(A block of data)
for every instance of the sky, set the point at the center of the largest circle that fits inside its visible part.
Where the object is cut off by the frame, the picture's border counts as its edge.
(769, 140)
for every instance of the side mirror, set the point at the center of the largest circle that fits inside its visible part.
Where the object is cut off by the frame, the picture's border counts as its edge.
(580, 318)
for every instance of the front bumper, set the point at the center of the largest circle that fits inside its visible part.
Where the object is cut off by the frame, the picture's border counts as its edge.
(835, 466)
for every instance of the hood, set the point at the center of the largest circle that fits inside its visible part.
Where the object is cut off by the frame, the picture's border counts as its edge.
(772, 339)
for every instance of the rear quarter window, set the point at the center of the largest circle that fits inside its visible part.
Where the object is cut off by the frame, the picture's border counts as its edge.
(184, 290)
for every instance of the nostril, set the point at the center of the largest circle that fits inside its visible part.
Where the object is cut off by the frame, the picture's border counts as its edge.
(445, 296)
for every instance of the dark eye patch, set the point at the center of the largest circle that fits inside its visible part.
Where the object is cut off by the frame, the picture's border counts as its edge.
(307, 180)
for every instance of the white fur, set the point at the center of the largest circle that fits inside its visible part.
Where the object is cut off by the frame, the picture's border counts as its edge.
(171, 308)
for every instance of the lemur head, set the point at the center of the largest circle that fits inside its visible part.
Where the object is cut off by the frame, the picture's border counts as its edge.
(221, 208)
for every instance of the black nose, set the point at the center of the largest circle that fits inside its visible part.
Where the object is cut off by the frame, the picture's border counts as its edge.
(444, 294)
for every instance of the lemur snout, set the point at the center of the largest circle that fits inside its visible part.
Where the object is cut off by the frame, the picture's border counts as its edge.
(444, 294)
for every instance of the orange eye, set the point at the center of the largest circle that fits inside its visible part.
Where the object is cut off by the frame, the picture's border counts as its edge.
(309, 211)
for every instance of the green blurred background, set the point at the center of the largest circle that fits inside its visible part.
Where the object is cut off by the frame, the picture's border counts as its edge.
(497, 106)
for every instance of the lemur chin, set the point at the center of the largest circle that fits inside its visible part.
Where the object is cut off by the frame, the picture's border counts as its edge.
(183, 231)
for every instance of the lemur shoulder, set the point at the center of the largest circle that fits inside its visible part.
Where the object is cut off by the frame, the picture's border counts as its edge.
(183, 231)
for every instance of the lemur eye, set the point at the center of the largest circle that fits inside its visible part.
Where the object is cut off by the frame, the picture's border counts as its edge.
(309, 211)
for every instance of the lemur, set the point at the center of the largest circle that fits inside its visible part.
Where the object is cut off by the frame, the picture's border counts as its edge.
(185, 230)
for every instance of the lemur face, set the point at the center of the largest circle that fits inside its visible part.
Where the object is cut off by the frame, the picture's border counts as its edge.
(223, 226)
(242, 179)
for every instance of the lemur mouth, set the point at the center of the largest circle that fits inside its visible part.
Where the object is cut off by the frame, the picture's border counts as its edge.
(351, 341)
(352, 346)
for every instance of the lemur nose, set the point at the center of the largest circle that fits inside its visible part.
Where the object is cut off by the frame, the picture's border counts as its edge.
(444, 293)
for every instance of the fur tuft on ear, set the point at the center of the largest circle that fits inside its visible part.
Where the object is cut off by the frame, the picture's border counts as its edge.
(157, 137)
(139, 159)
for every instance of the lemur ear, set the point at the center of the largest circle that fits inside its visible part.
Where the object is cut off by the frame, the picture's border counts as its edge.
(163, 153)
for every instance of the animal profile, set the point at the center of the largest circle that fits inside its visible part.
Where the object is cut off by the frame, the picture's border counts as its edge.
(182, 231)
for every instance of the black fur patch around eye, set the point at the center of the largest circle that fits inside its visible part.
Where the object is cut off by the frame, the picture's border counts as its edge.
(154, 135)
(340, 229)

§ **Task description**:
Return precisely the lines of the records, starting with the line that holds "for every instance of the lemur, set" and ending with the last one.

§ **Task response**:
for every instance of the lemur, set the point at the center of the largest circle that fits inside its visible part.
Where the object is cut off by the frame, the picture's border counts as its edge.
(185, 230)
for every instance of the lemur face, set the point at the center of the largest circle that fits inside its visible part.
Where the object is cut off by the frame, the picture's border counts as its edge.
(223, 226)
(242, 179)
for every instance of the lemur mouth, set the point at the center of the largest circle that fits inside its visible part.
Where the object is cut off by the frame, the picture's border counts as its edge.
(351, 341)
(352, 346)
for every instance of the lemur nose, set the point at the center of the largest circle that fits inside its visible part.
Where the object is cut off by the frame, the picture's border counts as its edge.
(444, 293)
for every instance of the fur tuft on ear, set the point at the center of the largest circle that fits inside its visible part.
Where the object is cut off by the frame, the picture's border counts as its edge.
(157, 137)
(139, 159)
for every instance of the lemur ear, set the point at the center of the largest circle that fits inside its visible part.
Where the object is cut off by the frame, the picture's border counts as its edge.
(163, 153)
for every instance of the animal profile, set the point at the center of the largest circle that fits inside its visible part.
Where the object is cut off by the frame, the picture's border counts as its edge.
(182, 231)
for every instance of the black fur patch around eye, set the point at the center of the largest circle that fits inside its visible part.
Where the object is cut off by the frame, the picture's border counts as its edge.
(154, 135)
(340, 229)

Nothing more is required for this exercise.